## EXERCISE OBJECTIVE:
Please lay out the lines from the start of the records through the line containing "x=180, y=126" as a JSON list of strings, one string per line and blank lines omitted.

Entries from a pointing dataset
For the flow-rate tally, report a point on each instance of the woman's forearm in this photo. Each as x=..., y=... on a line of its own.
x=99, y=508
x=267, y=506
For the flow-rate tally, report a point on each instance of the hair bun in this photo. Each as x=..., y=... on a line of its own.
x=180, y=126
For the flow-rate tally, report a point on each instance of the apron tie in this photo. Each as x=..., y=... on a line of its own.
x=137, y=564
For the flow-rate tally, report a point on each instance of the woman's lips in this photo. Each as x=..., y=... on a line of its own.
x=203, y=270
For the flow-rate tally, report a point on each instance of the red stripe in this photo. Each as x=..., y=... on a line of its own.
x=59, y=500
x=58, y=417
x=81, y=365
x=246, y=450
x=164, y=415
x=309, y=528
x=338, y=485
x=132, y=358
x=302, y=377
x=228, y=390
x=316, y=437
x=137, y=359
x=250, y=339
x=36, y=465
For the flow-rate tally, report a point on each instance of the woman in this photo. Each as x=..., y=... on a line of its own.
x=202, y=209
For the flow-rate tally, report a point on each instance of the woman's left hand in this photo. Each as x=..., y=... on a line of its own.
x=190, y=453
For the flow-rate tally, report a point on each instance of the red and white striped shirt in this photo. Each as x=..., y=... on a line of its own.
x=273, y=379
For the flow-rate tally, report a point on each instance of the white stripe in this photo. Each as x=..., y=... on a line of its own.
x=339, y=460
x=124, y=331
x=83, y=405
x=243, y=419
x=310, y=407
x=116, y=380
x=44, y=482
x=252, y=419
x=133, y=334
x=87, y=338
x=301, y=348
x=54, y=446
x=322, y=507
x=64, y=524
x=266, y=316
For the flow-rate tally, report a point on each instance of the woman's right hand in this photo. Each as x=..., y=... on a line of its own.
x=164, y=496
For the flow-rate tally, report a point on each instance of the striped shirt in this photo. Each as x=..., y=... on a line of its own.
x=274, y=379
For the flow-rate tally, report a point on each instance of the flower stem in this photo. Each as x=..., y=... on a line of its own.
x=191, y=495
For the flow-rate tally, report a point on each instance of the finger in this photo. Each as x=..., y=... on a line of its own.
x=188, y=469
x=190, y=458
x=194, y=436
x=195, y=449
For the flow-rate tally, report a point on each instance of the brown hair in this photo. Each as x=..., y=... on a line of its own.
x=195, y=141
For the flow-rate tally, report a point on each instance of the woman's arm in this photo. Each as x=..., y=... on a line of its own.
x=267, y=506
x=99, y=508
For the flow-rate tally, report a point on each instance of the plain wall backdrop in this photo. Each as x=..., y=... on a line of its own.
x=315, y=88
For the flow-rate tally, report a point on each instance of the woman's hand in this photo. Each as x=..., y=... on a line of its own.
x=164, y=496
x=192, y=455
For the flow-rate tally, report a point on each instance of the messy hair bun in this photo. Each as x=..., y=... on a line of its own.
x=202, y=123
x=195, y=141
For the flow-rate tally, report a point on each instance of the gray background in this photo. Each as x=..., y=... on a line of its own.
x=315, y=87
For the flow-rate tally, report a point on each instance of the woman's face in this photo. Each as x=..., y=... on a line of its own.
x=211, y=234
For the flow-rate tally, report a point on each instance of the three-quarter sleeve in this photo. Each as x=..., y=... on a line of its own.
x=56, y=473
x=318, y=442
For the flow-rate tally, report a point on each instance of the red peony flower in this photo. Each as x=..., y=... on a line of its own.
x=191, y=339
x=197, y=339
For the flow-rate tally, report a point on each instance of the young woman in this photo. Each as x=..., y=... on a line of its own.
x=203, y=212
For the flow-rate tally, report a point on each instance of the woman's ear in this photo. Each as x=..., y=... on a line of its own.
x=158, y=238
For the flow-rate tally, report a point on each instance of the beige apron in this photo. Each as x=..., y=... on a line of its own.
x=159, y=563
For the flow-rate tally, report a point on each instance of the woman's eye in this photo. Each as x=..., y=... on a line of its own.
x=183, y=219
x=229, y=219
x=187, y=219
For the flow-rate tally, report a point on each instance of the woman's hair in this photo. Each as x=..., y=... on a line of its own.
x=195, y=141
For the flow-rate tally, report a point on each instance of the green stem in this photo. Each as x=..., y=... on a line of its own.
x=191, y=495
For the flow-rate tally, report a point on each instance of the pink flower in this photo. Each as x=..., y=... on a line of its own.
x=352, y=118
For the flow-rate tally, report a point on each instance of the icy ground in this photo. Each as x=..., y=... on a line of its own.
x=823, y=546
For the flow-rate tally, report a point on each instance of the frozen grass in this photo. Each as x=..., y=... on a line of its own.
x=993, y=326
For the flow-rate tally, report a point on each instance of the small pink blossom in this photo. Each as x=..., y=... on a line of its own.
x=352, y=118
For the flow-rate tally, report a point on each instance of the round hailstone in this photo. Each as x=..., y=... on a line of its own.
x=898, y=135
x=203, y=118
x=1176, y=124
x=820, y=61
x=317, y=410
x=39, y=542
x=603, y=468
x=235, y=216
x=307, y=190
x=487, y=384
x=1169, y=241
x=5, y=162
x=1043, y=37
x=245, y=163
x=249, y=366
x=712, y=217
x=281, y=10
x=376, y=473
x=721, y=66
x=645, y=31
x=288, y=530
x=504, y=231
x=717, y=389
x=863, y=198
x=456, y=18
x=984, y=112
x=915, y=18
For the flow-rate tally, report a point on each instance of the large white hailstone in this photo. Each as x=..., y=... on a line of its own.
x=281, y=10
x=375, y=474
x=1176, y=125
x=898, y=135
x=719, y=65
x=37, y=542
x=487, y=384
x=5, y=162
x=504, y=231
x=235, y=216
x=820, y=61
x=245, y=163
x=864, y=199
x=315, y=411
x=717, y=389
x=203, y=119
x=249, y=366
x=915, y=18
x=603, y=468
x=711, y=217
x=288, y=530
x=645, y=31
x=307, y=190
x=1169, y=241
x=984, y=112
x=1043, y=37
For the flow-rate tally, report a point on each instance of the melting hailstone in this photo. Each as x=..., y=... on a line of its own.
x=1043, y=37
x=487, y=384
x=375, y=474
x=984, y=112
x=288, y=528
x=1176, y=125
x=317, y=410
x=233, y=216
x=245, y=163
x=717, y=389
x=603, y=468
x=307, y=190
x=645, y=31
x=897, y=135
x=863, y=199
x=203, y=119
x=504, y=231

## RESULT OF THE TASK:
[
  "For the flow-rate tally, report a point on each instance of the woman's forearm in this photo. Each as x=..., y=... on a line of its own.",
  "x=99, y=508",
  "x=267, y=506",
  "For the flow-rate tally, report a point on each instance of the hair bun in this photo. Each as x=..., y=... on a line of its own.",
  "x=180, y=126"
]